The problem ▸
Can you copy out every line of the records below word for word, leaving out the pictures?

Stored data ▸
————————

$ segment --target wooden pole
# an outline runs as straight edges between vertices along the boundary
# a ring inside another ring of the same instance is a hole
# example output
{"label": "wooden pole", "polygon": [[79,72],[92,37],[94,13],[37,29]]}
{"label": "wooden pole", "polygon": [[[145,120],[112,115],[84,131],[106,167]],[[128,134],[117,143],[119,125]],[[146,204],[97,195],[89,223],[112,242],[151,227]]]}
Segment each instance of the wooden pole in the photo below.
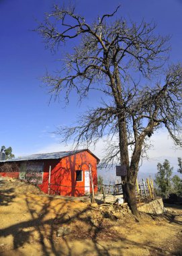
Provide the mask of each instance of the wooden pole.
{"label": "wooden pole", "polygon": [[137,193],[138,195],[139,195],[139,187],[138,187],[138,183],[137,179],[136,181],[136,185]]}
{"label": "wooden pole", "polygon": [[89,164],[89,172],[90,172],[90,177],[91,177],[91,189],[92,189],[92,203],[95,203],[94,186],[93,186],[93,177],[92,177],[92,173],[91,173],[91,164]]}
{"label": "wooden pole", "polygon": [[103,203],[105,203],[105,187],[103,187],[103,186],[102,186],[102,191],[103,191]]}
{"label": "wooden pole", "polygon": [[150,182],[149,182],[149,179],[146,179],[146,183],[147,183],[147,185],[148,185],[148,191],[149,191],[150,197],[152,199],[152,194],[151,187],[150,187]]}
{"label": "wooden pole", "polygon": [[50,195],[50,175],[51,175],[51,165],[49,166],[49,172],[48,172],[48,195]]}
{"label": "wooden pole", "polygon": [[142,179],[142,183],[143,183],[143,187],[144,187],[144,195],[146,196],[146,187],[145,187],[145,183],[144,179]]}
{"label": "wooden pole", "polygon": [[109,189],[108,189],[108,194],[110,192],[110,187],[111,187],[111,181],[109,181]]}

————————

Solved exercise ▸
$ segment --target wooden pole
# an outline runs as straight edges between vertices along the boundary
# a ring inside another ring of the same instance is a hole
# example output
{"label": "wooden pole", "polygon": [[79,72],[92,37],[94,13],[37,29]]}
{"label": "wooden pole", "polygon": [[[145,120],[112,115],[84,131],[106,167]],[[128,134],[117,143],[119,125]],[[146,204],[97,195],[89,223],[112,242],[151,227]]]}
Segment each instance of the wooden pole in the photo below.
Provide the mask of each instance of the wooden pole.
{"label": "wooden pole", "polygon": [[137,193],[138,195],[139,195],[139,187],[138,187],[138,183],[137,179],[136,181],[136,185]]}
{"label": "wooden pole", "polygon": [[89,164],[89,172],[90,172],[90,177],[91,177],[91,189],[92,189],[92,203],[95,203],[94,186],[93,186],[93,177],[92,177],[92,173],[91,173],[91,164]]}
{"label": "wooden pole", "polygon": [[103,203],[105,203],[105,187],[103,187],[103,186],[102,186],[102,191],[103,191]]}
{"label": "wooden pole", "polygon": [[150,182],[149,182],[149,179],[146,179],[146,183],[147,183],[147,185],[148,185],[148,191],[149,191],[150,197],[152,199],[152,194],[151,187],[150,187]]}
{"label": "wooden pole", "polygon": [[50,195],[50,175],[51,175],[51,165],[49,166],[49,172],[48,172],[48,195]]}
{"label": "wooden pole", "polygon": [[142,179],[142,183],[143,183],[143,187],[144,187],[144,195],[146,196],[146,187],[145,187],[145,183],[144,179]]}
{"label": "wooden pole", "polygon": [[109,189],[108,189],[108,194],[110,192],[110,187],[111,187],[111,181],[109,181]]}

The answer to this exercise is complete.